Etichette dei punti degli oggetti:
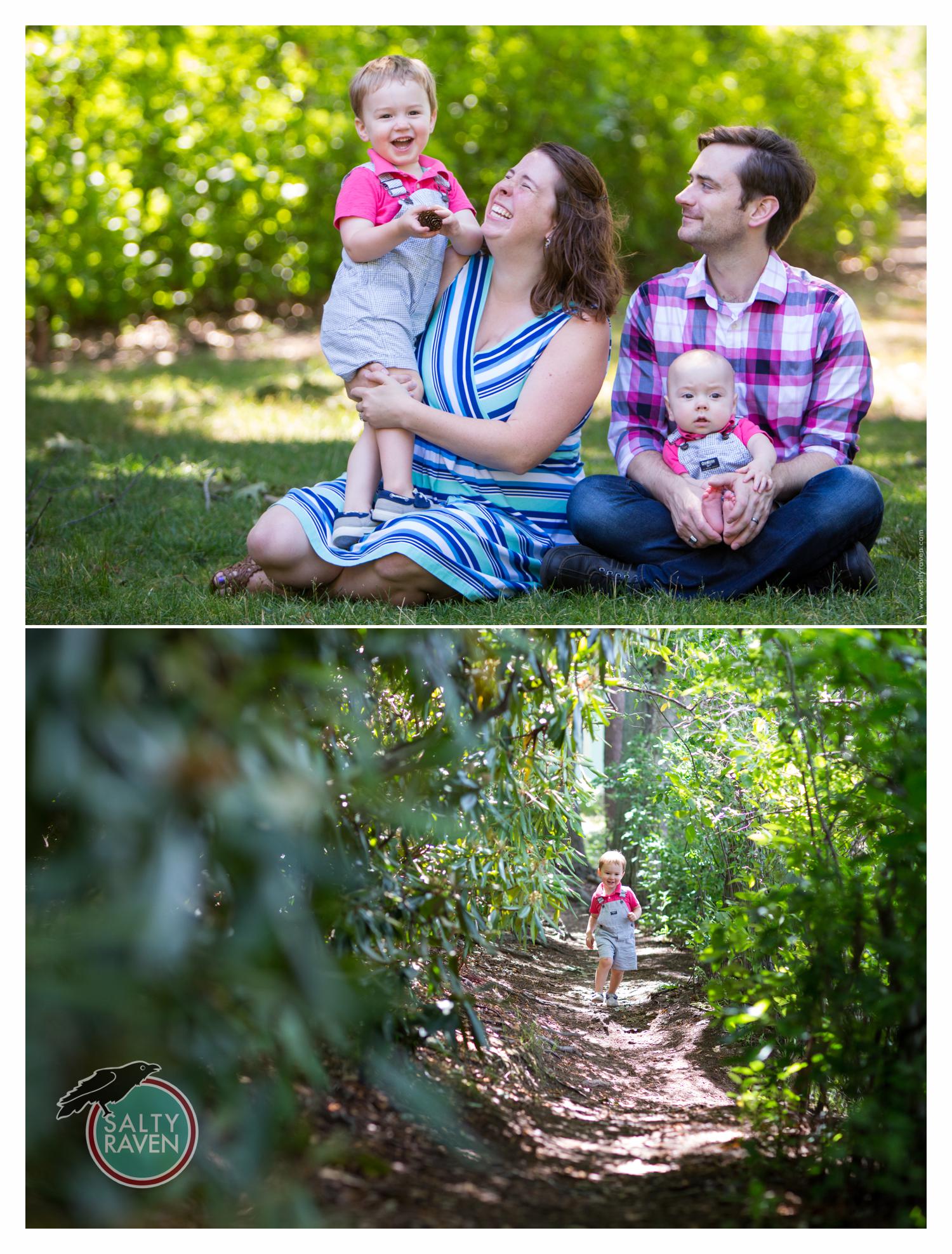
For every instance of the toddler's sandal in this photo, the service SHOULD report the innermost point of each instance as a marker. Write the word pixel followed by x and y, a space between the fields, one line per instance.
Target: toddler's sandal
pixel 234 578
pixel 352 528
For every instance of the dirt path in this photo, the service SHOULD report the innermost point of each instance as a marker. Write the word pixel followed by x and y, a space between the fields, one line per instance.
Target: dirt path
pixel 588 1118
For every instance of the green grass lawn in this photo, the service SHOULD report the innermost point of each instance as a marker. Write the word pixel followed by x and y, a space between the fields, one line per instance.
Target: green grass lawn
pixel 133 447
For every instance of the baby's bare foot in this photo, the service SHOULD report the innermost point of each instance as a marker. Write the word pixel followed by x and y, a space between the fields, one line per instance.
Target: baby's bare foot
pixel 713 508
pixel 260 582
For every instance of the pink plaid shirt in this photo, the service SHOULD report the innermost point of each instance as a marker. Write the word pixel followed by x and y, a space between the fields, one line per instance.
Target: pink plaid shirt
pixel 800 362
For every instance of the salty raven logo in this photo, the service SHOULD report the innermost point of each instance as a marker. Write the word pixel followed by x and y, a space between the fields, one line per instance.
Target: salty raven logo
pixel 107 1086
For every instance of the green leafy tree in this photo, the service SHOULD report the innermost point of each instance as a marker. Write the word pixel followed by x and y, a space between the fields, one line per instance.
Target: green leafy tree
pixel 185 169
pixel 792 855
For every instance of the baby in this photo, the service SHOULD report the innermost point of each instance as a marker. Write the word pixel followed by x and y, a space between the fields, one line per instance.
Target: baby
pixel 395 214
pixel 709 440
pixel 611 926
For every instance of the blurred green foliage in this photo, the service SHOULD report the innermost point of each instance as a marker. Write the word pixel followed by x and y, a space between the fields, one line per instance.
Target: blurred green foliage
pixel 181 169
pixel 256 857
pixel 781 829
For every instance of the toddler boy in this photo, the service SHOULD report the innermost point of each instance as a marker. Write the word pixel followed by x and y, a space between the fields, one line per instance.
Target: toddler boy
pixel 611 927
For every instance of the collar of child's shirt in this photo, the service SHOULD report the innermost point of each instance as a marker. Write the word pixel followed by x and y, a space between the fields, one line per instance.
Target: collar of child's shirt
pixel 430 167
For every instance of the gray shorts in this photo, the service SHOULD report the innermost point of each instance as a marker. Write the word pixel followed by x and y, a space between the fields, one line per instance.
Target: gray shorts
pixel 620 949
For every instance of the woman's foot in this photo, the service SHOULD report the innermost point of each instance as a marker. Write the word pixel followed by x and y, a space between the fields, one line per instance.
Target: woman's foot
pixel 235 578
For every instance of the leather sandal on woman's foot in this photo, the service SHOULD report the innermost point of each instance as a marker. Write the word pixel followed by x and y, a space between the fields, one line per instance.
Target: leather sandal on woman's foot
pixel 234 578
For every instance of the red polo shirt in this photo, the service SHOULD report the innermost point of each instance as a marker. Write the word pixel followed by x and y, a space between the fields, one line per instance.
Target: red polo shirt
pixel 364 196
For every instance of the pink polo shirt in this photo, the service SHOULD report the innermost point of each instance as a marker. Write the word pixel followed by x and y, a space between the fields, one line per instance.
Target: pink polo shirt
pixel 601 898
pixel 743 428
pixel 364 196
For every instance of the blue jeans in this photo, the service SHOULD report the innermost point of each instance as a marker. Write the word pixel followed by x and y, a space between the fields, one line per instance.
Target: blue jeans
pixel 621 520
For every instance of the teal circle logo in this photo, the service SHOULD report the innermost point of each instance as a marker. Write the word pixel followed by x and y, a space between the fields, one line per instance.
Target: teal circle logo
pixel 147 1138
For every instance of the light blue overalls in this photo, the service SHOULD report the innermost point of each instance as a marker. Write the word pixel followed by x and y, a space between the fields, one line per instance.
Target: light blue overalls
pixel 615 935
pixel 376 309
pixel 715 453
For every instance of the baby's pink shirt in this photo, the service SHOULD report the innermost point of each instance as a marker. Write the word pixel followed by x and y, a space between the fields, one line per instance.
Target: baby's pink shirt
pixel 743 429
pixel 620 894
pixel 364 196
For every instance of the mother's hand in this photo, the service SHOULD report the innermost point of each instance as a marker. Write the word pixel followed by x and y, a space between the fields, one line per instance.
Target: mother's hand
pixel 381 402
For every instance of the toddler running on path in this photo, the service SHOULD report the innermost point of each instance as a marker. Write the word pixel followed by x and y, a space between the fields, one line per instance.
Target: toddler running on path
pixel 611 927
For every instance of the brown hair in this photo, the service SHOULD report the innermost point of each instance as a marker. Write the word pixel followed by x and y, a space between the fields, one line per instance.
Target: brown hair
pixel 582 272
pixel 404 69
pixel 774 167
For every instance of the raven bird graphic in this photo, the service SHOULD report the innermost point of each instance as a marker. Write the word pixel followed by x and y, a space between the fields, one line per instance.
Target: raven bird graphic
pixel 107 1086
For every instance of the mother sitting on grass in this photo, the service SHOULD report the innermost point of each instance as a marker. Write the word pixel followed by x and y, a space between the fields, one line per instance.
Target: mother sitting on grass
pixel 512 362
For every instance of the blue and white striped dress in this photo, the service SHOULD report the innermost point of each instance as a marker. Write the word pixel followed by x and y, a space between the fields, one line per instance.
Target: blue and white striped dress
pixel 487 532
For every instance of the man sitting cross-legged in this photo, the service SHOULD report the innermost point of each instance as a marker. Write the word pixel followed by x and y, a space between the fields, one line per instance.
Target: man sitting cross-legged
pixel 802 374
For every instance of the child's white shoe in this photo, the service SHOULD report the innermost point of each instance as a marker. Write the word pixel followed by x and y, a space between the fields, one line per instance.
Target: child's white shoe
pixel 350 529
pixel 390 506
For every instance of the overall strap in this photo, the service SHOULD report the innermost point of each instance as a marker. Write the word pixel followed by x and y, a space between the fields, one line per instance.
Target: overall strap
pixel 395 187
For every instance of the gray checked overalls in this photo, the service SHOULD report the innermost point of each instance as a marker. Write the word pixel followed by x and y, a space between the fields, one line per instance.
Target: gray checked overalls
pixel 615 936
pixel 718 453
pixel 376 309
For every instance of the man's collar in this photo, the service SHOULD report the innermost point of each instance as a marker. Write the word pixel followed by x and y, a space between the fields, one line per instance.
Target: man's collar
pixel 430 166
pixel 772 285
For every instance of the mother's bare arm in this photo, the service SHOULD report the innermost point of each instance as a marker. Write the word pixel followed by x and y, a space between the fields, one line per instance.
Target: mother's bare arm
pixel 561 388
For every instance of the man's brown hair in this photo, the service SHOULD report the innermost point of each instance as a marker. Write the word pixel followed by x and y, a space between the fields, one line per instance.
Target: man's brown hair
pixel 404 69
pixel 773 167
pixel 582 272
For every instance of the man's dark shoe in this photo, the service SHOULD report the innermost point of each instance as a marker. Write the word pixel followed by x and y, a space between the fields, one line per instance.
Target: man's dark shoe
pixel 574 566
pixel 850 571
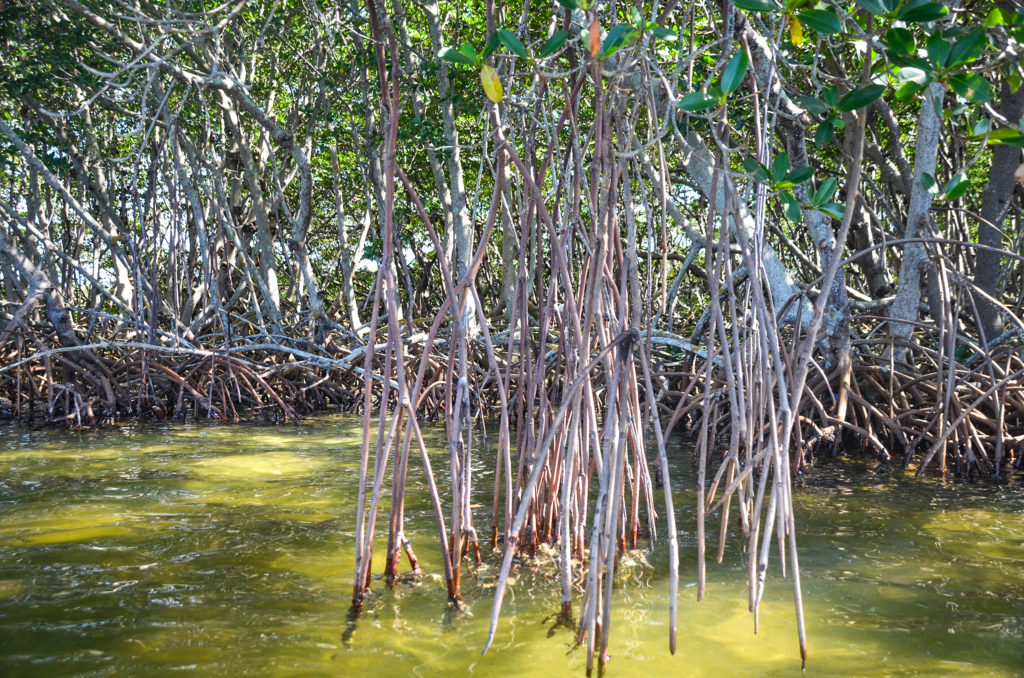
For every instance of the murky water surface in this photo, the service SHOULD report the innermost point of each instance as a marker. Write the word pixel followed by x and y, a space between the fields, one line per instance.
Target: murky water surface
pixel 227 551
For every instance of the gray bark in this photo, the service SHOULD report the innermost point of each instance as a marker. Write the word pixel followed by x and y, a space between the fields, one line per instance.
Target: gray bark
pixel 995 202
pixel 904 309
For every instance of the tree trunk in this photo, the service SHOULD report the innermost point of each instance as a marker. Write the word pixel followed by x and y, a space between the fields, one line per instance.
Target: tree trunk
pixel 903 312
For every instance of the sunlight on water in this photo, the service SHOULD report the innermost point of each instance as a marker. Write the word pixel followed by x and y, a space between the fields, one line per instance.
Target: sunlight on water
pixel 227 550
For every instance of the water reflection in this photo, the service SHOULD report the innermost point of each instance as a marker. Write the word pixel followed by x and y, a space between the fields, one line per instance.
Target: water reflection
pixel 228 550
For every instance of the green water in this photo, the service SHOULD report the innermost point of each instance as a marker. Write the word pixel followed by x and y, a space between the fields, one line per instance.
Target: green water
pixel 227 551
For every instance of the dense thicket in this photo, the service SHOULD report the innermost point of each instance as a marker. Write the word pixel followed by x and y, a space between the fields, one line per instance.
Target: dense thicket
pixel 780 228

Cosa fare:
Trascrivi parola per parola le righe dell'elenco dall'inizio fino alla riga che contiene "pixel 133 447", inclusa. Nella risposta non riportare le immagini.

La risposta:
For every instance of the toddler's sandal in this photo, the service SHOULD report the innermost point of each instance as a marker. Write the word pixel followed by x and y, a space between the fields, one line per instance.
Target: toddler's sandal
pixel 234 578
pixel 352 528
For every instance of the dirt path in this photo, the service SHOULD report the innermost point of each instance as a marker. Write the word pixel followed by x and y, a space between the fields, one line per instance.
Target: dirt path
pixel 588 1118
For every instance of the green grass lawn in this photo, the service SHOULD report the innermost point of each instance as a marker. Write the word pixel followed by x and y, a space between the fields, one line per instance.
Target: green grass lawn
pixel 133 447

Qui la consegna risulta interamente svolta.